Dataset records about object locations
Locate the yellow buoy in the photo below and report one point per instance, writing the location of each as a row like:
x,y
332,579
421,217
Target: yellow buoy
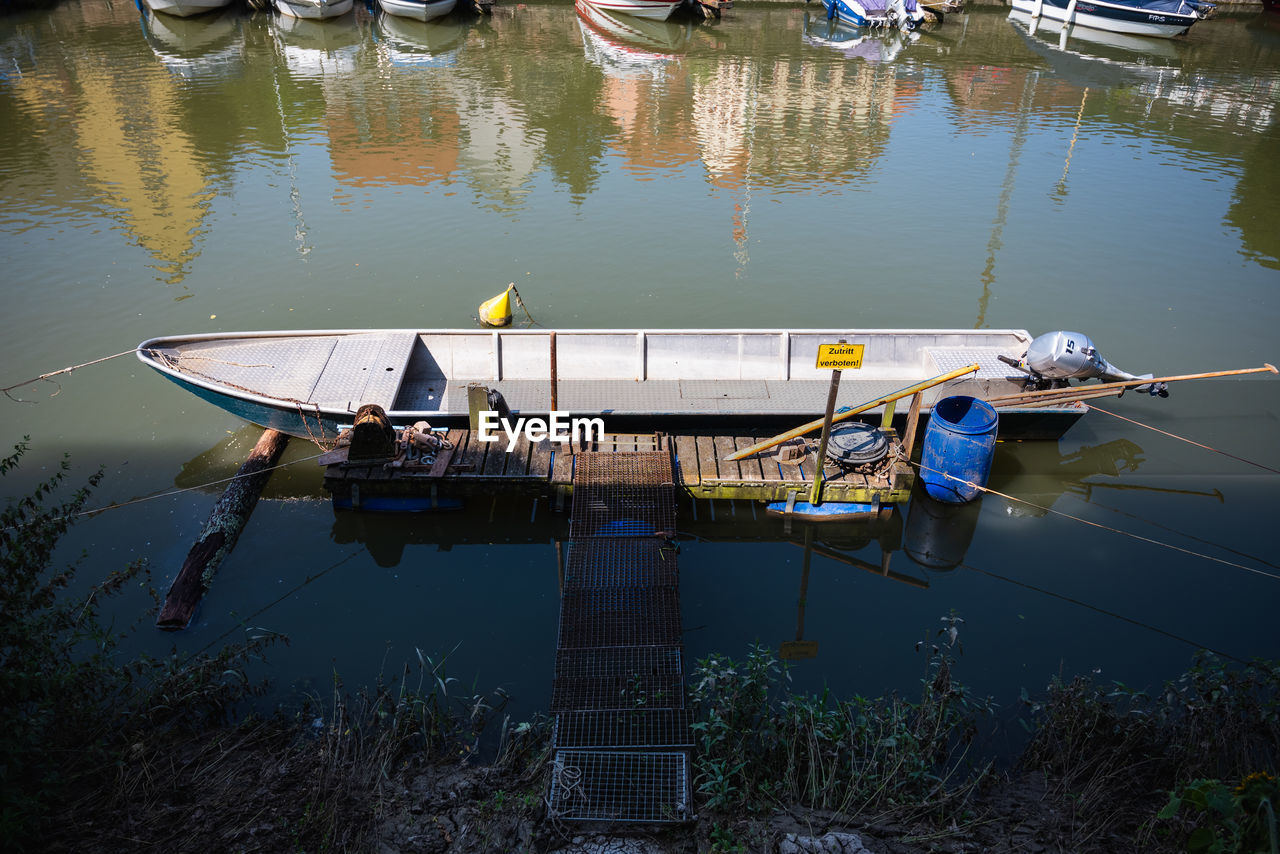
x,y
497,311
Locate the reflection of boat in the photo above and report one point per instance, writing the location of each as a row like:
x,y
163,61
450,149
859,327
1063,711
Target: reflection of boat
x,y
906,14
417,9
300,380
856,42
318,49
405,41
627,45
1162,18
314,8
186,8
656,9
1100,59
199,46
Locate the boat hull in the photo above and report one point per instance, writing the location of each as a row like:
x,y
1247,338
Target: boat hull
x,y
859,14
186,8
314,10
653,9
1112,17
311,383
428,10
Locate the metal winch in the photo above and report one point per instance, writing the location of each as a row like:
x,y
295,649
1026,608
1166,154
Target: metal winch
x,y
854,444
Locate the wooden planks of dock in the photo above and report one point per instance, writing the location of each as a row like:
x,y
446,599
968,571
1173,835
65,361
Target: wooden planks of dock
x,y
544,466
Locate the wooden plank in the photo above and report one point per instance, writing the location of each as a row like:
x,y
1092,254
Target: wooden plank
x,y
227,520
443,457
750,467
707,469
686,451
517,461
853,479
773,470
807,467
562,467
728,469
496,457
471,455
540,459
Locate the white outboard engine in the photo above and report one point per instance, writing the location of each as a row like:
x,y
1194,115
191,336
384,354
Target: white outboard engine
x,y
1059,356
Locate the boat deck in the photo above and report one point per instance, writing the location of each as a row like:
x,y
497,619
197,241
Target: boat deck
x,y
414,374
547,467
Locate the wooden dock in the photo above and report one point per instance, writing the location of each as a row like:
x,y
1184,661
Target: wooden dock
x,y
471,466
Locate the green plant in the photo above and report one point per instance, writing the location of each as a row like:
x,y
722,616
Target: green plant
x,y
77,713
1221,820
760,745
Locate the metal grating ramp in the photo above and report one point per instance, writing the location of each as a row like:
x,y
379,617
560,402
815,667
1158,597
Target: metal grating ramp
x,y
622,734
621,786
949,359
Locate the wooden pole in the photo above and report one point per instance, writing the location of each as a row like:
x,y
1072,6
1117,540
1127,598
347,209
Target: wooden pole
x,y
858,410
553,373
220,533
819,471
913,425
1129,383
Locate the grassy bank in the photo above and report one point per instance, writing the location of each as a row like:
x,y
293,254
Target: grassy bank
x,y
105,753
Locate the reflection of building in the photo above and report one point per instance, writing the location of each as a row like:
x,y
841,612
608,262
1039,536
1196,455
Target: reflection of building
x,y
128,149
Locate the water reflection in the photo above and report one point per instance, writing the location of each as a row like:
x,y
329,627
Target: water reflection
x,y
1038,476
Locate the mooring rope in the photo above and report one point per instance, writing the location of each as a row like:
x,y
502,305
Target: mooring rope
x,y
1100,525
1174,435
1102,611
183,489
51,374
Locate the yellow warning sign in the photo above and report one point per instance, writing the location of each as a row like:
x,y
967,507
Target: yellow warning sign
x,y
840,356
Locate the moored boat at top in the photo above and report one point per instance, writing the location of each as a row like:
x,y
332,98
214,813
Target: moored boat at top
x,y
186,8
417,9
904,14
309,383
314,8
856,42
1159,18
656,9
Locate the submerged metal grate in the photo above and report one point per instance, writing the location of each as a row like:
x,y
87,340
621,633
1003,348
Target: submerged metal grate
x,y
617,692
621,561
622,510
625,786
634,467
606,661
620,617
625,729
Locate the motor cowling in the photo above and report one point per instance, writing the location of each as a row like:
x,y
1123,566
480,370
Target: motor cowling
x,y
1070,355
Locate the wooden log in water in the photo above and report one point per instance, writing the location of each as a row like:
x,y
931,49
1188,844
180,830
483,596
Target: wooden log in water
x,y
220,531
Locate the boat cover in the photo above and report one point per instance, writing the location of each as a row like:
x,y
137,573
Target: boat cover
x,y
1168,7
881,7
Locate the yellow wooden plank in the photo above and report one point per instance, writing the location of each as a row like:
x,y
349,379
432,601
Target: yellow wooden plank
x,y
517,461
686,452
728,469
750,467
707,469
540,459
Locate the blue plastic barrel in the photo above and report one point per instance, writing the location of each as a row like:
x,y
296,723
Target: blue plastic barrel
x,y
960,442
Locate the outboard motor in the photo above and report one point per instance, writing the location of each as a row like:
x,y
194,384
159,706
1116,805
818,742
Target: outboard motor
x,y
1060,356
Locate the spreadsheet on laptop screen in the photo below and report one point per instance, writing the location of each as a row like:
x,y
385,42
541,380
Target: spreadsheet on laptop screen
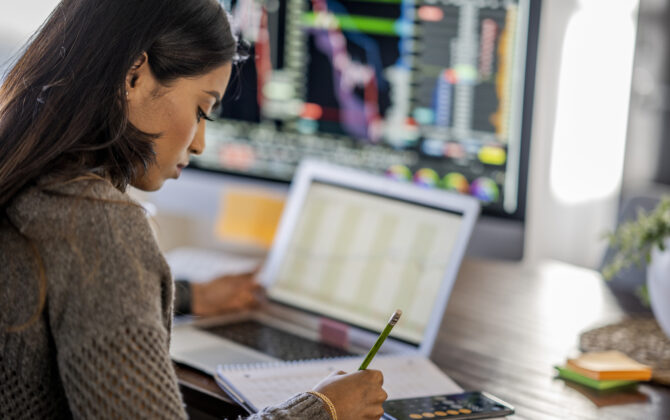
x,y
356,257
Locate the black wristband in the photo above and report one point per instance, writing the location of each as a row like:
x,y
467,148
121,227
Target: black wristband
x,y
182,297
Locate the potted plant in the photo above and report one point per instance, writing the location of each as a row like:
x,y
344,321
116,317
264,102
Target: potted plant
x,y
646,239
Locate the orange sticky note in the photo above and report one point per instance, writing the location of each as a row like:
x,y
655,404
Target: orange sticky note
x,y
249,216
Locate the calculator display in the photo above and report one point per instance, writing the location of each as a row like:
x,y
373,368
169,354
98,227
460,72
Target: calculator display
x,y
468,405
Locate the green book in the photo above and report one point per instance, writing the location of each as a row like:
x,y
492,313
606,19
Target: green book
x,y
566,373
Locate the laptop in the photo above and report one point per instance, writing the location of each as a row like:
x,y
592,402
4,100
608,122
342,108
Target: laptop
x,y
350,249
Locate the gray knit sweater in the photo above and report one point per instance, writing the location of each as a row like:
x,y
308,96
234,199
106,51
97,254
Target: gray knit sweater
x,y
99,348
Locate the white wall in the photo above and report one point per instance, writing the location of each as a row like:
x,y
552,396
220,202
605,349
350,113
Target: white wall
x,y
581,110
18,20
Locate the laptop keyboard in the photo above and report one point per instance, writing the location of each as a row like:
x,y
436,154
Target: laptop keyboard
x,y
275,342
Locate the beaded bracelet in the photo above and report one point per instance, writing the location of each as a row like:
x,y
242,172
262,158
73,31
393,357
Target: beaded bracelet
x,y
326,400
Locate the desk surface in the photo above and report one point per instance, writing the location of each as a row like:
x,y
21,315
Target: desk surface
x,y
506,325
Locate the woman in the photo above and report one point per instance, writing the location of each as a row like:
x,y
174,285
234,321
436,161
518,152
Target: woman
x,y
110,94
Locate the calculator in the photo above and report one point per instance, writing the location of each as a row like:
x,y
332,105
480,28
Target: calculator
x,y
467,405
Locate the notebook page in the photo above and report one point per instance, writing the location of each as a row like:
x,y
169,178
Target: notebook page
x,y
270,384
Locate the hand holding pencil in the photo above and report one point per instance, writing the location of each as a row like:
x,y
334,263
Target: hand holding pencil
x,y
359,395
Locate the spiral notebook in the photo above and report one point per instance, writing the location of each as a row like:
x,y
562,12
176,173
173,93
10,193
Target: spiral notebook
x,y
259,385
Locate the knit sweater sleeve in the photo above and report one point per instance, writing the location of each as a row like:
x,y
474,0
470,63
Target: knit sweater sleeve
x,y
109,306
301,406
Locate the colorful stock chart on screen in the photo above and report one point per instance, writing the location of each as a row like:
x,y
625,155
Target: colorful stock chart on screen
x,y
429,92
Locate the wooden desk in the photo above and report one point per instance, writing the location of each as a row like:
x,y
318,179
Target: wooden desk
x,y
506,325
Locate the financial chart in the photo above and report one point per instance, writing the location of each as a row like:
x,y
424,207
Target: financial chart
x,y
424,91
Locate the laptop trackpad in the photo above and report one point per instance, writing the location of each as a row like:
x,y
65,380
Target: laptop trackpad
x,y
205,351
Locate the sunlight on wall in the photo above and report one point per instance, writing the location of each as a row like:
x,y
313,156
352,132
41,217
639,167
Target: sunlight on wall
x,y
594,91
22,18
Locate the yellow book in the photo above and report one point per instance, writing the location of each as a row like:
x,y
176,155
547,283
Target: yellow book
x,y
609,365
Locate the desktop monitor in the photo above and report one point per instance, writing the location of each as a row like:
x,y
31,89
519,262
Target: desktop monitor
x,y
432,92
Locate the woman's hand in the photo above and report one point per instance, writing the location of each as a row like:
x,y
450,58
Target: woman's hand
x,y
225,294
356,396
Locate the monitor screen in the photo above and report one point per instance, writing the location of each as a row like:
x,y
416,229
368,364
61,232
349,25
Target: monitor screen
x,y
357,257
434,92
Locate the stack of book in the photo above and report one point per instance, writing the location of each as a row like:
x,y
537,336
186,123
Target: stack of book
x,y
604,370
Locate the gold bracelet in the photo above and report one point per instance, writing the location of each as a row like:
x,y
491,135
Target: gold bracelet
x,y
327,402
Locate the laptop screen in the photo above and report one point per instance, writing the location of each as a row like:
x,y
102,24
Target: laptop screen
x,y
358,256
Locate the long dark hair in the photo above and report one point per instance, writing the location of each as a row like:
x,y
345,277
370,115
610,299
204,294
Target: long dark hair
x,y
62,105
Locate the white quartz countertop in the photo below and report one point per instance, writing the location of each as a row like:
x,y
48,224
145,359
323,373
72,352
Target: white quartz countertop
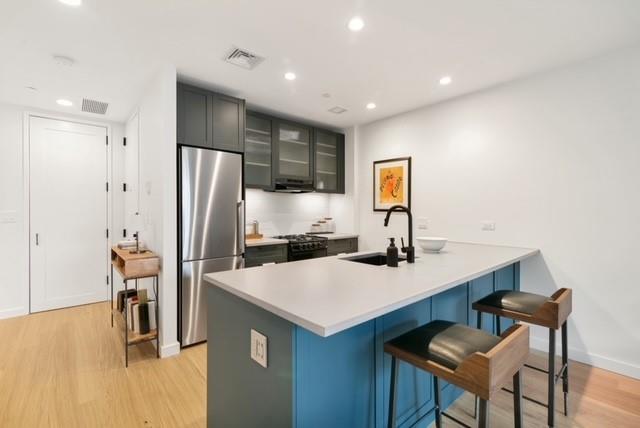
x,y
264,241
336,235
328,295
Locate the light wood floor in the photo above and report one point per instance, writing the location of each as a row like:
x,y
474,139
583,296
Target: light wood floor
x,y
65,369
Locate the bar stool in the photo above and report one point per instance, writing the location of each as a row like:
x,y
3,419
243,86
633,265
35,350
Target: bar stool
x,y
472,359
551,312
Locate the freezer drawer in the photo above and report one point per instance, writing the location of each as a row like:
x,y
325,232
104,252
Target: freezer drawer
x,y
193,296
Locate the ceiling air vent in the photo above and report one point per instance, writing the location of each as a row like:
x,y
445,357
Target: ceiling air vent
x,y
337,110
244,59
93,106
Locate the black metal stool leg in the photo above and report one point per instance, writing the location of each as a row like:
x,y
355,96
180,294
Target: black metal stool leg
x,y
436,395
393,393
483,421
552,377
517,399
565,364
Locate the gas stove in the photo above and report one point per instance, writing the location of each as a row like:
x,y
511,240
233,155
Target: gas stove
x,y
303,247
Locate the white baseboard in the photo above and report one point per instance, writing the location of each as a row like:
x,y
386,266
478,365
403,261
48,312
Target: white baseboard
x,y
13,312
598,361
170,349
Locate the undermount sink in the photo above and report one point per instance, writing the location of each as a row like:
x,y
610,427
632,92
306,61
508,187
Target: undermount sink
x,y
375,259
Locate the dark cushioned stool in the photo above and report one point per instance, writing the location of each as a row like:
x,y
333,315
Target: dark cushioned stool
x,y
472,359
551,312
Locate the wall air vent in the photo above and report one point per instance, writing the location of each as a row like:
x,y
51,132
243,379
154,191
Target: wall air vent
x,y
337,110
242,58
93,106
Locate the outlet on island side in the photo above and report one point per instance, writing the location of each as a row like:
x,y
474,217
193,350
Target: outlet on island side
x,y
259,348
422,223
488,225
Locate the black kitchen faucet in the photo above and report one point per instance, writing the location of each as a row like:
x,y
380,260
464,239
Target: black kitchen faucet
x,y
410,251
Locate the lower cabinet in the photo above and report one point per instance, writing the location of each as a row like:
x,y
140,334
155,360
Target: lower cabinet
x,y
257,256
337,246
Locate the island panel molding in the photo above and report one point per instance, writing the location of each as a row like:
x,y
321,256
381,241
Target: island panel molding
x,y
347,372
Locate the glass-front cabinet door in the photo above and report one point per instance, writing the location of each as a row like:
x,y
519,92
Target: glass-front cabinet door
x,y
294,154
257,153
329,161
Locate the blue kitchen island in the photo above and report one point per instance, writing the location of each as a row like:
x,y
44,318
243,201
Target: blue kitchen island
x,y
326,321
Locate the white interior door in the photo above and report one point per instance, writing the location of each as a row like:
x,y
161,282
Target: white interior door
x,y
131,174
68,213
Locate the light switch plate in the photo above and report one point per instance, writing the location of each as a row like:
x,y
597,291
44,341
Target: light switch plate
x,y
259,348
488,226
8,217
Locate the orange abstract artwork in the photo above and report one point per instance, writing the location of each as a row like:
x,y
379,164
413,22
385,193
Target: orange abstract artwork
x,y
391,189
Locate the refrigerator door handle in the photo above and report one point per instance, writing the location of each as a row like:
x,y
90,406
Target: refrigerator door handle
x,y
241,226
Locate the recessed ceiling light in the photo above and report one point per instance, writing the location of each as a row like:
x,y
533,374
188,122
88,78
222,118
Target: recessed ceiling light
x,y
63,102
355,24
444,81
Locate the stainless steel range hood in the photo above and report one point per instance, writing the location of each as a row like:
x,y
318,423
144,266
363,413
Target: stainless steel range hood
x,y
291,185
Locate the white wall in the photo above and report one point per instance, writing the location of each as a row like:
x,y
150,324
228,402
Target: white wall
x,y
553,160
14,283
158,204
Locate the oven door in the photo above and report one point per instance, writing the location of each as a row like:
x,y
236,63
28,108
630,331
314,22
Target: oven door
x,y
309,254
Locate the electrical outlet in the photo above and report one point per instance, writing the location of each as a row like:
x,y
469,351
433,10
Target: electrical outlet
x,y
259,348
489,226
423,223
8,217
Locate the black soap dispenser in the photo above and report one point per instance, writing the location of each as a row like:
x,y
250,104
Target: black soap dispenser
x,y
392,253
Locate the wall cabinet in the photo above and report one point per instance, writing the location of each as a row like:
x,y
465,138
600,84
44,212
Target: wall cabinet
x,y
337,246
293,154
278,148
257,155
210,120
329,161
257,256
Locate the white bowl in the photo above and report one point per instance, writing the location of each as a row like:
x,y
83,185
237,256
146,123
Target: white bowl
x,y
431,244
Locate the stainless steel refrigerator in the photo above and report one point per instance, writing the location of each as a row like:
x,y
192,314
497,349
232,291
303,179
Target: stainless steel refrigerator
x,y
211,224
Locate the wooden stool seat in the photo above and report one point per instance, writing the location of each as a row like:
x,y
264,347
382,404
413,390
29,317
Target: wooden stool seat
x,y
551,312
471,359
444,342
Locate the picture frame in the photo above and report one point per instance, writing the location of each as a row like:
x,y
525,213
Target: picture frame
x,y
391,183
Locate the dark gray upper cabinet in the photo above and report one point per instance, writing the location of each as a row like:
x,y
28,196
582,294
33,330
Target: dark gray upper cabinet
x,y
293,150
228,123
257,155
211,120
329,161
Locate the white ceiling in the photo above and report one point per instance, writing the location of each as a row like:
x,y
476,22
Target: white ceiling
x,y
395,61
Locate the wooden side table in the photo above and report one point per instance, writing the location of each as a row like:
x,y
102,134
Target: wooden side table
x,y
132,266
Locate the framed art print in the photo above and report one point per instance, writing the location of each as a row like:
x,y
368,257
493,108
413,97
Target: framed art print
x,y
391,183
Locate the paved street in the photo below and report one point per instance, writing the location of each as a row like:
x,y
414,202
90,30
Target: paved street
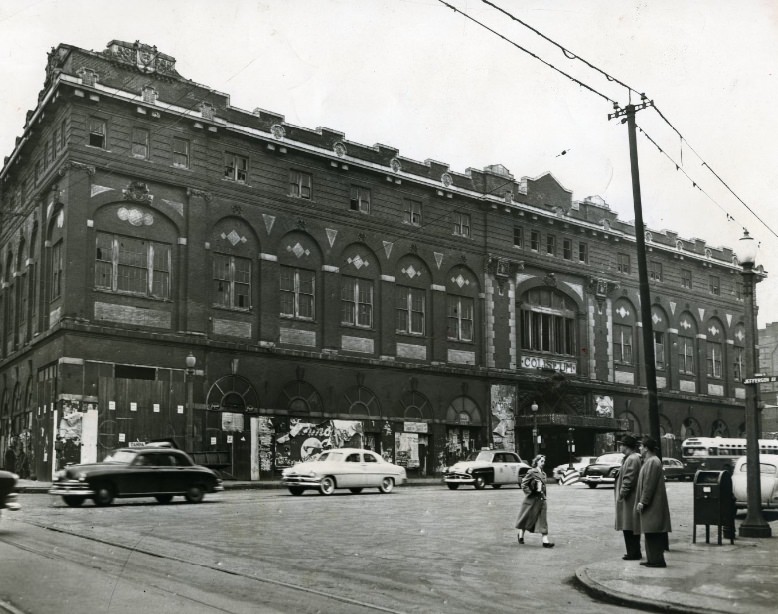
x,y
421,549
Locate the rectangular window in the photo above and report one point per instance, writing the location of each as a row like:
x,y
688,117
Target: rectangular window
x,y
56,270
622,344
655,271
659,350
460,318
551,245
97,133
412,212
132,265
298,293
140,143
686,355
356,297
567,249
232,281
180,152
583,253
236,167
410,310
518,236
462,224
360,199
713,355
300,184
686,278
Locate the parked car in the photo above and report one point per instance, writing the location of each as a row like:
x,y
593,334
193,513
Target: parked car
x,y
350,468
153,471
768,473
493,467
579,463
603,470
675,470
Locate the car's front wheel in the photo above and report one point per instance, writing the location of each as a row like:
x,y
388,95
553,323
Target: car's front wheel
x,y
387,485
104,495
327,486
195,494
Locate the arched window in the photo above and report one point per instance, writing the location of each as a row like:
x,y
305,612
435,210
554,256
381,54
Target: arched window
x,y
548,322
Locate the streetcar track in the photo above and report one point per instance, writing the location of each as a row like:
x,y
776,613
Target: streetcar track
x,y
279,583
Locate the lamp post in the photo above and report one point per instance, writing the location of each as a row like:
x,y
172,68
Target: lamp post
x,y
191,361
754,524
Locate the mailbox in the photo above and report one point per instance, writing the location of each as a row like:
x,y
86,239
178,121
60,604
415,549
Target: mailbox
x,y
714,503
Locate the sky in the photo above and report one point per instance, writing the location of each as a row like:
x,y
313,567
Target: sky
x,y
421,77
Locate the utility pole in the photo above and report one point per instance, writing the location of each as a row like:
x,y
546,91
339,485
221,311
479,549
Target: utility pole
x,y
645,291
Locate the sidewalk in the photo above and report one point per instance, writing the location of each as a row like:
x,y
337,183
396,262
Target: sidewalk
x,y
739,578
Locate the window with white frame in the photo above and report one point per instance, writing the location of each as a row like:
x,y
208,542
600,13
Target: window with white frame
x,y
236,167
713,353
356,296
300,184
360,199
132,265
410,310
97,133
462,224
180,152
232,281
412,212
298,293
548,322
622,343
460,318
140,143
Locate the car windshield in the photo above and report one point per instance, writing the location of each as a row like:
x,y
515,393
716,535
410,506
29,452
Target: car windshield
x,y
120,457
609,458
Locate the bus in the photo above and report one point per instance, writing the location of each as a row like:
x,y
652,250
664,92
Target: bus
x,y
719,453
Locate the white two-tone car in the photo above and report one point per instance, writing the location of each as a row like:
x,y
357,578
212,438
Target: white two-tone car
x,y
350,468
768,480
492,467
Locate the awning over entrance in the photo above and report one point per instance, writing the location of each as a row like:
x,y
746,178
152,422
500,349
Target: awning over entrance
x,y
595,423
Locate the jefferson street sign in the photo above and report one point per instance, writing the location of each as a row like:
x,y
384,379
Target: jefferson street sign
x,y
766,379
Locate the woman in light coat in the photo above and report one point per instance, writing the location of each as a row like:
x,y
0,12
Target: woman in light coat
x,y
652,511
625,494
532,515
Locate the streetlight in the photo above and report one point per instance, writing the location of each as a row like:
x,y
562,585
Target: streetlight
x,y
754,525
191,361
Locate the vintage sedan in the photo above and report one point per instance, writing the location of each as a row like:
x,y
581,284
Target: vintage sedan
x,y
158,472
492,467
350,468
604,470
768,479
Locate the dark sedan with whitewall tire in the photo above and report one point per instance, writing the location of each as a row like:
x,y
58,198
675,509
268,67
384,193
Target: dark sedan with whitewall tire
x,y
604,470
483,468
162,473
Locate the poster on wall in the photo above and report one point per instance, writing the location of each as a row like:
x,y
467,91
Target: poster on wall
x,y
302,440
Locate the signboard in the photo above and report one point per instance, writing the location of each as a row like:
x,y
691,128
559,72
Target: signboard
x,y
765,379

> **TASK INSTRUCTIONS**: Write out exactly the lines from the line holding "Locate the streetlight" through the last line of the data, and nothing besides those lines.

> **CORRECT RESULT**:
Locate the streetlight in the photo above and report one point per instance, writing the location of each as a row like:
x,y
562,585
Target: streetlight
x,y
754,525
191,361
Locate the vintage sedan in the photo above and report one point per instance, writing the location of each as a row like:
x,y
581,284
Target: vintage sedan
x,y
158,472
492,467
350,468
604,470
768,479
Locate the dark sedan with whitewall tire in the photo above and report one point per instance, writing the location of each as a row like:
x,y
58,198
675,509
268,67
384,193
Target: dark sedan with whitewall tire
x,y
604,470
483,468
162,473
Locate the poster on wall in the photo above and report one point per instance, writing the location of each as a row like:
x,y
467,91
Target: poster on wall
x,y
302,440
Locate the signboard in the photo above and report one point per instance, writing the location of each as a row like:
x,y
691,128
559,72
Target: signboard
x,y
765,379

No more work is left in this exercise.